*** Task data ***
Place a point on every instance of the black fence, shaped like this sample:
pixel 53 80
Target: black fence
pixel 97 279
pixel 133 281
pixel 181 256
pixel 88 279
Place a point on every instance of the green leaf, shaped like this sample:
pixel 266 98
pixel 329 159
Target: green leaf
***
-- Problem --
Your task is to print all of the records exactly.

-- Solution --
Place a point on every instance of the black fence, shaped like this sample:
pixel 53 80
Target: black fence
pixel 97 279
pixel 133 281
pixel 181 256
pixel 88 279
Place a point on every instance of the green leaf, shaped like this sample:
pixel 266 98
pixel 329 159
Target: green leaf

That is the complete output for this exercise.